Find each line in the material below that contains the string "figure" and copy it out in full. Case matters.

____ MATERIALS PROVIDED

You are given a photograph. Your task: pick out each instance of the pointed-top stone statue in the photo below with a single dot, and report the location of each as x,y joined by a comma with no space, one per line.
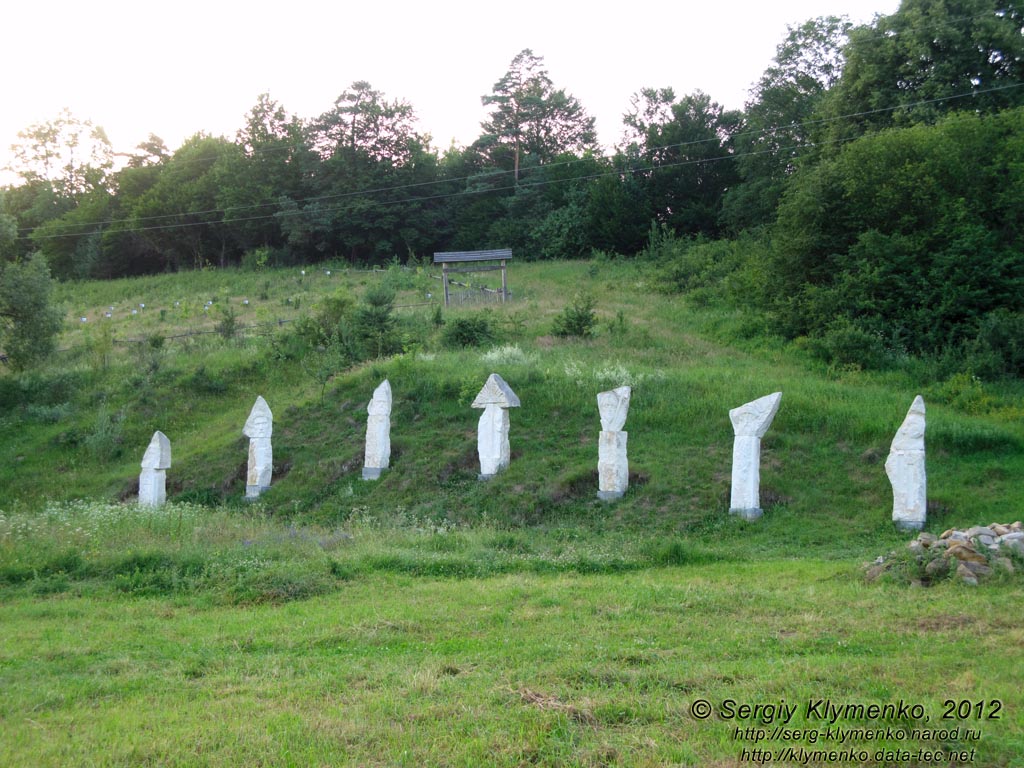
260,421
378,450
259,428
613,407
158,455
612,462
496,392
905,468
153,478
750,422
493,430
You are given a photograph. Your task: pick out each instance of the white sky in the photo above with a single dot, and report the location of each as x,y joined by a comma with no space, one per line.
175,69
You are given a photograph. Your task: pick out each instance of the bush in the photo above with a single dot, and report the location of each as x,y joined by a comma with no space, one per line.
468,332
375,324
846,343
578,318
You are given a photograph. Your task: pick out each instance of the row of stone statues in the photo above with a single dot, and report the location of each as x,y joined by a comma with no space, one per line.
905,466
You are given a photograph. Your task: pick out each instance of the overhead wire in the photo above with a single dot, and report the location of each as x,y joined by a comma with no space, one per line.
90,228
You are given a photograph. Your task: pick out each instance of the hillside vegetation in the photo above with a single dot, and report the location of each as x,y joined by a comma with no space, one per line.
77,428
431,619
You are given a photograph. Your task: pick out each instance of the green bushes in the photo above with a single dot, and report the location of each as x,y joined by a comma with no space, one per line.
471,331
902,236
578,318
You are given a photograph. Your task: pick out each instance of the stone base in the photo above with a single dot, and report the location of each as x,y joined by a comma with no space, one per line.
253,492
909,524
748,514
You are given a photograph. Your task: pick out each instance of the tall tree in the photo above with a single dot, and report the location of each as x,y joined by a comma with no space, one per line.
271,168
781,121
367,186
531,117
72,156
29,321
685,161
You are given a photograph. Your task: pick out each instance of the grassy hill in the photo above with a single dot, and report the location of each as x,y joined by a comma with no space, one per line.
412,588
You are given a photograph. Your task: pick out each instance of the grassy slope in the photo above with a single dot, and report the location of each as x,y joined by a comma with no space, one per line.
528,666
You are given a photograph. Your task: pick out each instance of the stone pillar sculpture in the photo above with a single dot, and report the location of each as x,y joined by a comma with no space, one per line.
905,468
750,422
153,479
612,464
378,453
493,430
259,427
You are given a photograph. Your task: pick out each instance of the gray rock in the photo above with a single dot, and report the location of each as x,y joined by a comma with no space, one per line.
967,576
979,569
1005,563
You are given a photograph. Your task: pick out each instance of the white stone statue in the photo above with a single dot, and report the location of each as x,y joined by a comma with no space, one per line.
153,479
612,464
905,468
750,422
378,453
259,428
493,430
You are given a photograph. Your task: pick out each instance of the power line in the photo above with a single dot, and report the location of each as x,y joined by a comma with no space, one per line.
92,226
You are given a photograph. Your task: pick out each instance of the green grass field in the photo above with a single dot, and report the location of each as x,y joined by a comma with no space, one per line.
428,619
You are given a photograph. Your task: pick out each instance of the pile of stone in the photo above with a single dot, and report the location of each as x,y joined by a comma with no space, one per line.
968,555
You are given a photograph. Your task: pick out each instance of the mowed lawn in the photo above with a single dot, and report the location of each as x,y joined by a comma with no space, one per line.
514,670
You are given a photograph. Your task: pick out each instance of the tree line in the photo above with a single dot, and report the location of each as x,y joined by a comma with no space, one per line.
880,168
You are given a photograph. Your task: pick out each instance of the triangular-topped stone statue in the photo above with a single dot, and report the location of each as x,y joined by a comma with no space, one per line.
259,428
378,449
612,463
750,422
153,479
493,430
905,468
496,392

________
____ MATERIALS PROVIDED

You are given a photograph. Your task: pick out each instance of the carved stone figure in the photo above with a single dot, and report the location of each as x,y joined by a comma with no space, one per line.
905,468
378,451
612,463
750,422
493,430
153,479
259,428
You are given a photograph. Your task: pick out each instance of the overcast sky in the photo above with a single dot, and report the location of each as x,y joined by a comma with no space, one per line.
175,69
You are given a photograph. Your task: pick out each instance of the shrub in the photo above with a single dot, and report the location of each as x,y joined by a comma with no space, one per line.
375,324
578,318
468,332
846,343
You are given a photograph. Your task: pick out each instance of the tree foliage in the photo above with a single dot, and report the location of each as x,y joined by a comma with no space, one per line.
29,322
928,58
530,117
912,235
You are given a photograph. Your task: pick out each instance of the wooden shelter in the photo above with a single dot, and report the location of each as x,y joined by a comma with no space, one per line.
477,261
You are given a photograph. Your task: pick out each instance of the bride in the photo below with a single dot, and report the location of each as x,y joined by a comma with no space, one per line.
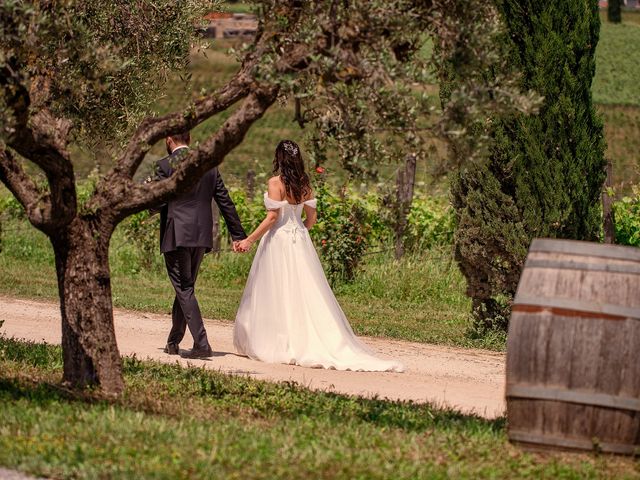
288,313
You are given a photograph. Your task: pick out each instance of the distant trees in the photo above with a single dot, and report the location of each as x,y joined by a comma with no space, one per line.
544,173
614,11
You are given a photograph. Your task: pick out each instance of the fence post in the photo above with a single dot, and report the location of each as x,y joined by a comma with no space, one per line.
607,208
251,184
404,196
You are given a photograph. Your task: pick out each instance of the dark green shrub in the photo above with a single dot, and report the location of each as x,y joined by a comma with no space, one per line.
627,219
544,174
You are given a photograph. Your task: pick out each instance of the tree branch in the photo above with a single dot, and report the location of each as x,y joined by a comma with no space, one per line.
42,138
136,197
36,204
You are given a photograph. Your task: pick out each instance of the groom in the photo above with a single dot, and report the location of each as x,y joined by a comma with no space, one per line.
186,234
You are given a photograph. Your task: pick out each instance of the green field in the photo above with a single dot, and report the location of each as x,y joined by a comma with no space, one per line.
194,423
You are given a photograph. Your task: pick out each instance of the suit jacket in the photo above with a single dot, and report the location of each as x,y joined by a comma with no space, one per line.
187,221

________
____ MATERIALS PROVIDED

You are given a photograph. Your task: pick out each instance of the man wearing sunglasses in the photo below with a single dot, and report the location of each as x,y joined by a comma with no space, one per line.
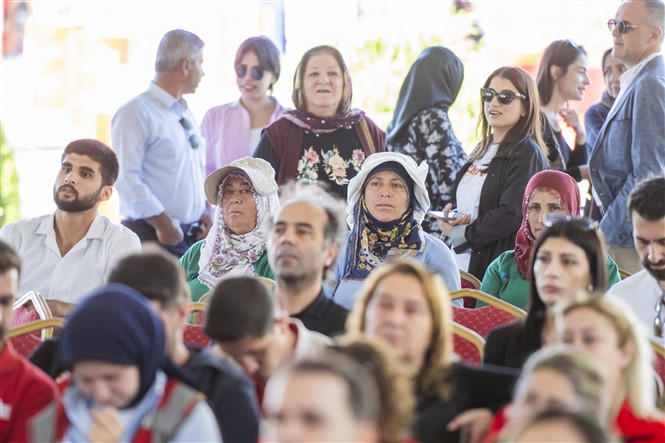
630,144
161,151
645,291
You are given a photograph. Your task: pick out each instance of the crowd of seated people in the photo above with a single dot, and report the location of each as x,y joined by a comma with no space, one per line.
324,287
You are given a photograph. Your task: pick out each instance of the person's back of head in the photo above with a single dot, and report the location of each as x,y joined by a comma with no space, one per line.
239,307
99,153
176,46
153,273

________

_FINAL ANSWER_
You are given a photograph. Your task: pick out each instance of the carved stone figure in the photo above with a single dot, and report the location of each as x,y joined by a comma with no space, one per line.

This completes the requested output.